_TASK LIST:_
1. In the Peterborough Public Health article, how many cooking classes has Pete taught since 2008?
2. Carry on the Peterborough Public Health article from the end of the paragraph about Pete.

PAGE TEXT START

July – Who are we? We are Peterborough Public Health

Written by Comms Team, July 19, 2022

Finding ways to address the gaps in the health of the population.

When you think of the words “public health,” what comes to mind? You might think about a building or organization that makes rules or runs programs. Maybe it brings you back to daily COVID-19 updates and the difficulties of lockdowns. Maybe you’ve experienced some of our programs and have fond memories of prenatal programs, or the familiar friendly face of one of our public health inspectors visiting.

When I think of the words “public health,” I think about the health of the public. As a public health doctor, your medical officer of health, instead of seeing patients one at a time, my role is to look after communities. Instead of wearing a stethoscope, my team and I look at data, create programs and services, change policies and advocate for changes to make our region healthier and more fair.

Public health often uses a targeted approach to address the gaps in the health of the population. We look at factors that will help make someone live a long and happy life and try to give everyone those same opportunities. Through programs, policy development, and advocacy efforts, public health works on reducing those gaps to make our communities fairer and allow for everyone to have more opportunities to be healthy.

You’ve heard a lot about our work on the pandemic over the last two years, and while we’re still working to protect you against COVID-19, we are now getting back to our other important activities.

Today, I want to tell you about four staff so you can hear more about public health behind the scenes. Their stories and many more are going to be shared over the coming weeks in our “With These Hands” campaign that will be released on social media.

Let’s start with Jocelyn. Jocelyn is a health promoter working on preventing drug poisonings in our community. This is a big concern because the crisis of drug poisonings has been worsening in our region. Jocelyn works as part of a team supporting our new consumption and treatment service (CTS) by gathering data on drug poisonings and working to reduce the harms and improve health for people using drugs.

Since the beginning of 2022, Jocelyn has issued eight alerts to the community about a poisoned supply of drugs using data from our opioid early warning and surveillance system. These alerts bring partners and people who use drugs together and may help individuals to make informed decisions when using drugs and in turn saves lives.

Another member of our team is Pete. Pete is a community worker most often found whipping up a meal in the kitchen. Since 2008, Pete has taught over 2,000 cooking classes for families and single parents in our region. Having the skills to safely prepare food can go a long way to support nutritious eating habits and promote health throughout someone’s life.

PAGE TEXT END
SUPPLIED INFORMATION START

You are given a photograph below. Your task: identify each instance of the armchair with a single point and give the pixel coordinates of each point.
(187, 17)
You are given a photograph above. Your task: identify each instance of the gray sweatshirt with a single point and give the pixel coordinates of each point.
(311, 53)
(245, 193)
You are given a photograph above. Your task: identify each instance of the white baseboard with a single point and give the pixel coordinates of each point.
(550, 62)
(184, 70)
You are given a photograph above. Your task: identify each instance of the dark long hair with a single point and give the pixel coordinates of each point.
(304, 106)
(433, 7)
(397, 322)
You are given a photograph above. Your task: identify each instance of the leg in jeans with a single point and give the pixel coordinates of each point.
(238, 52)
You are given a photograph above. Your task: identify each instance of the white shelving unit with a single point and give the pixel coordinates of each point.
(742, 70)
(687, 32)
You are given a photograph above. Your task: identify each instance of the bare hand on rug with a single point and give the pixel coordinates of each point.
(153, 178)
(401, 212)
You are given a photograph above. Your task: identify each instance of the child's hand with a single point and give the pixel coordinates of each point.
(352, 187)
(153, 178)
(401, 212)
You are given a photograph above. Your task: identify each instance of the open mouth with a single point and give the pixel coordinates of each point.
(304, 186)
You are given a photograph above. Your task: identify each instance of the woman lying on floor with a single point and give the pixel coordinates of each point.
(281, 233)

SUPPLIED INFORMATION END

_EXPECTED RESPONSES:_
1. Over 2,000 cooking classes.

2.
Pete focuses on teaching parents how to cook healthy and affordable meals, how to shop on a budget, and how to properly save and preserve food to avoid food waste. Beyond cooking skills, Pete aims to change the culture around cooking. Some of his classes focus on the joy of working with food and connecting as a family through cooking and meal time.

While we’re on food, let me tell you about Ganesh. Ganesh is a public health inspector on our team. You may know Ganesh from visiting restaurants in our region and ensuring their food preparation is done in a way that is safe and prevents you getting sick when you eat out.

But Ganesh also helps to deliver our food handler certification courses. Ganesh has taught over 200 classes to provide people with the tools they need to prepare safe foods and pass the inspection when Ganesh stops by the restaurant later!

Finally, meet Laura. Laura is a public health nurse who is an expert in supporting new parents on the tough journey that is parenting. Laura might have an exhausting day helping with breastfeeding or answering questions about development or supports the family can access, but Laura knows her help may support skills and improve health for the rest of that child’s life.

These are just a few examples of the extensive work that PPH does. Over the next few months, Peterborough Public Health will be launching our new strategic plan to guide our work over the next three years. This plan will outline the directions we’ll be taking to support our community.

While we may not touch your life directly every day, know that Peterborough Public Health is working in the background to keep our community safe and healthy.